■ Textauszug ■
--

Generation Angst

Kolumne von Pfr. Guido Rodheudt: Generation Angst – Junge Menschen sind geplagt von Furcht. Sie haben Angst vor dem Klimawandel, vor dem dritten Weltkrieg, ja sogar vor Speisekarten. Spätestens jetzt schlägt die Stunde der Christen, die mit Gelassenheit auf das Kreuz schauen.

Quelle
Klerus – Katholische Pfarrgemeinde St. Gertrud (st-gertrud.info)
Paul Watzlawick – Warum wir nicht NICHT kommunizieren können | SWR2 Wissen Podcast (youtube.com)
Paul Watzlawick: Menschliche Kommunikation (5 Axiome) (youtube.com)
100 Jahre Paul Watzlawick – Der Mann für eine geglückte Kommunikation – Kultur – SRF
Paul Watzlawick – Wikipedia

14. Juli 2024

Von Guido Rodheudt

Um es gleich vorwegzusagen: Ich bin kein Freund von Generationenkriegen. Im Gegenteil. Als Pfarrer einer normalen Gemeinde mit überregionalem und generationenübergreifendem Zulauf schätze ich den Wert der Familiarität. Wenn im Sonntagshochamt Kinderwagen und Rollatoren einmütig nebeneinander im Seitenschiff der Kirche geparkt werden, ist das ein Ausdruck der Katholizität.

Denn die umfasst nicht nur Menschen aller Nationen und Regionen, sondern verbindet auch Generationen in einem einmütigen, zeitlosen und daher immer jungen Bekenntnis zu einem Gott, der nicht alt wird und an keinen Ort gebunden ist. Rassismus und Nationalismus sind dem Katholizismus als weltumspannender Religion genauso fremd wie ein Kampf der Altersklassen.

Entsprechend fehlt mir als jemand, dessen Aufgabe die Seelsorge in allen Schichtungen, Altersgruppen und Problemzonen ist, das Verständnis für die fortschreitende Segmentierung unserer Gesellschaft. Ü30, U30, Ü60, U100. Gruselig! In der Folge immer weniger Plätze, an denen sich die unterschiedlichen Gruppen begegnen.

--

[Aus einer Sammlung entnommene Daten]
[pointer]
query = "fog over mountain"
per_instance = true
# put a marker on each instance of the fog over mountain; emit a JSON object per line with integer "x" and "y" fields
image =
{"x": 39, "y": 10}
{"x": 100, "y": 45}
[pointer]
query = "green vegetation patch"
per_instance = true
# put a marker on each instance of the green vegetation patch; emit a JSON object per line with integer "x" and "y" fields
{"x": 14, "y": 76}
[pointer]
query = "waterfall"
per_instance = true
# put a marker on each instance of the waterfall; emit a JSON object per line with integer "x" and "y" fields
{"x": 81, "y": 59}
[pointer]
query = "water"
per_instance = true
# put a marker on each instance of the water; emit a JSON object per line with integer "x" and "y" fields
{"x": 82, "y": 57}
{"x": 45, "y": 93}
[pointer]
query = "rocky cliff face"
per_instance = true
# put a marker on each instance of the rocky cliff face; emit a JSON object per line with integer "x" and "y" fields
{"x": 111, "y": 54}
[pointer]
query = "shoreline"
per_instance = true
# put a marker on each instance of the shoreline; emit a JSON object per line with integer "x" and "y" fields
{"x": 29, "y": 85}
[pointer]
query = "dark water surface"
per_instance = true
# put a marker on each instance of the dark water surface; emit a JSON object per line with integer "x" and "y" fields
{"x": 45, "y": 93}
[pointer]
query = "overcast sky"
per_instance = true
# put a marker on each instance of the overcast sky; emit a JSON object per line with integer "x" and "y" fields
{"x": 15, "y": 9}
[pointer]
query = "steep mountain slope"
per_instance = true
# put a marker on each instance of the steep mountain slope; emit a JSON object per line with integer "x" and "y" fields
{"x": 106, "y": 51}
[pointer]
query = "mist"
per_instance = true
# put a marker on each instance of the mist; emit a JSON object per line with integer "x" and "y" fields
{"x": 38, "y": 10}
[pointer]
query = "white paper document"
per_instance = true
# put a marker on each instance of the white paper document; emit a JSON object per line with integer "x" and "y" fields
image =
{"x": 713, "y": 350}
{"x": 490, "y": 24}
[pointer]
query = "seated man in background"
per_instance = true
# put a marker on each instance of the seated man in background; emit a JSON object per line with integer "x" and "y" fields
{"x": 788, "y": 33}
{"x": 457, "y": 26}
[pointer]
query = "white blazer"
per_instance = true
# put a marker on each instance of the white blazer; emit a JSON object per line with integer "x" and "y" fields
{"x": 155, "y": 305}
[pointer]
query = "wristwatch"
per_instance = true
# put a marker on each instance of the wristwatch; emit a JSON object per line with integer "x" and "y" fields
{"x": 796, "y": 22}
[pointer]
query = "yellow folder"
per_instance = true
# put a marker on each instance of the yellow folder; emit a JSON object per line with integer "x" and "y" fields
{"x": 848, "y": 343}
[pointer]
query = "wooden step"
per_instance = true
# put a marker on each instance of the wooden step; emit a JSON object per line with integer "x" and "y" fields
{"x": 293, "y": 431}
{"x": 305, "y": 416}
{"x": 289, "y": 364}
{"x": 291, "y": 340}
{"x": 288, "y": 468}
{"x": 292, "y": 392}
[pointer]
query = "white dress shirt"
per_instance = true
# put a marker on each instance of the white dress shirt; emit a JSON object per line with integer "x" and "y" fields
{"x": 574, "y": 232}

--

Schreiben Sie die Kolumne über die „Generation Angst“ im Anschluss an ihren letzten Satz weiter.

■ Ergebnis ■
Die Sprengung der privaten und gesellschaftlichen Familie

Wenn die bunte Vielfalts- und Diversitätsdiktatur eines geschafft hat, dann die Sprengung der Familie – der privaten und der gesellschaftlichen. Von daher bin ich froh, von Menschen aller Zuschnitte im Alter, in der sozialen Stellung, Einkommensgruppen und Gewichtsklassen umgeben zu sein und von daher schon keine Ressentiments gegenüber einzelnen Teilmengen entwickeln zu dürfen.

Aha! “Teilmenge”! Ja, ich bin ein Boomer der Generation Mengenlehre! Ich bin in einer für Kinder merkwürdig unbeschwerten Welt des für sie irrealen Kalten Krieges aufgewachsen und habe deswegen damals zusammen mit meinen Artgenossen die Angst vor der Zukunft nicht gekannt. Die durchlebten Ängste unserer Eltern im Zweiten Weltkrieg waren für uns Geschichte und ad acta. “Nie wieder Krieg!” galt als nicht weiter zu begründendes Naturgesetz.

In meiner Gymnasial- und Studienzeit kamen mir deswegen die Ängste mancher Arafat-Schal tragender Klassenkameraden und Kommilitonen übertrieben vor. Zumal ich das Glück hatte, katholisch erzogen worden zu sein und allein aus diesem Grund eine gewisse Resistenz gegen diejenigen entwickelt hatte, die uns den Sinn für Angst einzuimpfen versuchten.

Eine Imprägnierung gegen das Grundübel Hoffnungslosigkeit

Morgen- und Abendgebet, Sonntagsmesse und Wallfahrten ließen eine Imprägnierung gegen das Grundübel Hoffnungslosigkeit entstehen. Ich bin dankbar für diese Entspannungspolitik in der Erziehung meiner Jugendjahre, die es vermochte, jenseits eines naiv unbedenklichen In-den-Tag-Hineinlebens die Gewissheit ins Herz zu senken, gewollt, getragen, gerufen, gesegnet zu sein – und erlöst von der Ungewissheit über die mögliche Sinnlosigkeit meiner Existenz.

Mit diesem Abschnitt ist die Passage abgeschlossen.